PAGE:
....
Now we can add (*) equations to the last equation, with two unknowns coefficients $$\ln A$$ and $$\beta$$:

$$-\sum \ln n_i dn_i-\ln A \sum_i dn_i +\beta \sum_i E_i dn_i =0$$

So

$$- \ln n_i -\ln A +\beta E_i =0$$

That's

$$n_i=e^A e^{-\beta E_i}$$

Let's find $$A$$ and $$\beta$$ to get it over with:

$$\sum n_i=N=\sum e^A e^{-\beta E_i}$$

And if

$$Z=\sum e^{-\beta E_i}$$

$$e^A=\frac{N}{Z}$$

Next we should find $$\beta$$. Let's use this very important equation $$\frac{1}{T}=\frac{\delta S}{\delta U}$$

First note that

$$\ln n_i =+\beta E_i -\ln A$$

So

$$d\ln \Omega =-\sum \ln n_i dn_i= -\sum (+\beta E_i -\ln A) dn_i=-\beta \sum E_i dn_i -\ln A \sum dn_i$$ The second term is obviously zero, but because $$dE_i=0$$ we can rewrite this equationt to get:

$$d\ln \Omega= -\beta d\sum E_i n_i=-\beta dU$$

right? (Of course $$dU$$ is zero in magnitude, but let's pretend we don't see that)

So if we consider the equation of entropy we have:

$$S=k_B \ln \Omega$$

And FINALLY

$$\beta = -\frac{d\ln \Omega}{dU}=-\frac{\delta S}{k_b\delta U}=-\frac{1}{k_bT}$$

My fingers hurt. Hope this help.
....
RECORDS FOR THIS EXERCISE:
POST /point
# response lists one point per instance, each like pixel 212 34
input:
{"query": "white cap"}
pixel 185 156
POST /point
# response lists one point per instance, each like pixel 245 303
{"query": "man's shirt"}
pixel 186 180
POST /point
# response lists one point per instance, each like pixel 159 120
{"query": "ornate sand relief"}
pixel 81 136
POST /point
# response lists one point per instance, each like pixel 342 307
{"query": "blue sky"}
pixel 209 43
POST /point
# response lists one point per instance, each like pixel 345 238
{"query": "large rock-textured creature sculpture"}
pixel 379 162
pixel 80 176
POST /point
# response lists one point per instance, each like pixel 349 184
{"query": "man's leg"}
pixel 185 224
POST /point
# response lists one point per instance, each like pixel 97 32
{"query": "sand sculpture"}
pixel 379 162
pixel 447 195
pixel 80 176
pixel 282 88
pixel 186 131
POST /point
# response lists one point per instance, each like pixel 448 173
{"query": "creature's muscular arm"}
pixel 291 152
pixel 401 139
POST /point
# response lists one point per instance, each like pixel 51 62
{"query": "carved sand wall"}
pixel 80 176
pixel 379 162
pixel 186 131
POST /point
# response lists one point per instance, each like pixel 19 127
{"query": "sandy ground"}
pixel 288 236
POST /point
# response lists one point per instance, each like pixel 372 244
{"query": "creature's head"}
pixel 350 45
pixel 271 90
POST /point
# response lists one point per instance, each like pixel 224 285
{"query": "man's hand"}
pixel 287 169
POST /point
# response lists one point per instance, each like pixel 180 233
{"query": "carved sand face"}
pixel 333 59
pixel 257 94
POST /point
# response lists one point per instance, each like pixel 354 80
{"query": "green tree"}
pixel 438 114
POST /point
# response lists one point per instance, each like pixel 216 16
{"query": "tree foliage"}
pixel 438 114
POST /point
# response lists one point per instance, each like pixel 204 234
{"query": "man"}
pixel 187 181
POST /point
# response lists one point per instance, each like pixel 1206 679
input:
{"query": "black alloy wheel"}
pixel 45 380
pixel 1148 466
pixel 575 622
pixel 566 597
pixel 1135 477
....
REQUIREMENTS:
A. Answer these questions about the post:
(i) How is Z defined?
(ii) Which equation does the post call "very important" when setting out to find β?
(iii) What equation for entropy does the post use?
B. Reproduce the entries word for word, from the start of the entries down to the line containing "pixel 185 224", with that line included.

TASK ANSWERS:
A.
(i) Z is the sum of e^(−βE_i).
(ii) 1/T = δS/δU
(iii) S = k_B ln Ω

B.
POST /point
# response lists one point per instance, each like pixel 212 34
input:
{"query": "white cap"}
pixel 185 156
POST /point
# response lists one point per instance, each like pixel 245 303
{"query": "man's shirt"}
pixel 186 180
POST /point
# response lists one point per instance, each like pixel 159 120
{"query": "ornate sand relief"}
pixel 81 136
POST /point
# response lists one point per instance, each like pixel 342 307
{"query": "blue sky"}
pixel 209 43
POST /point
# response lists one point per instance, each like pixel 345 238
{"query": "large rock-textured creature sculpture"}
pixel 379 162
pixel 80 176
POST /point
# response lists one point per instance, each like pixel 349 184
{"query": "man's leg"}
pixel 185 224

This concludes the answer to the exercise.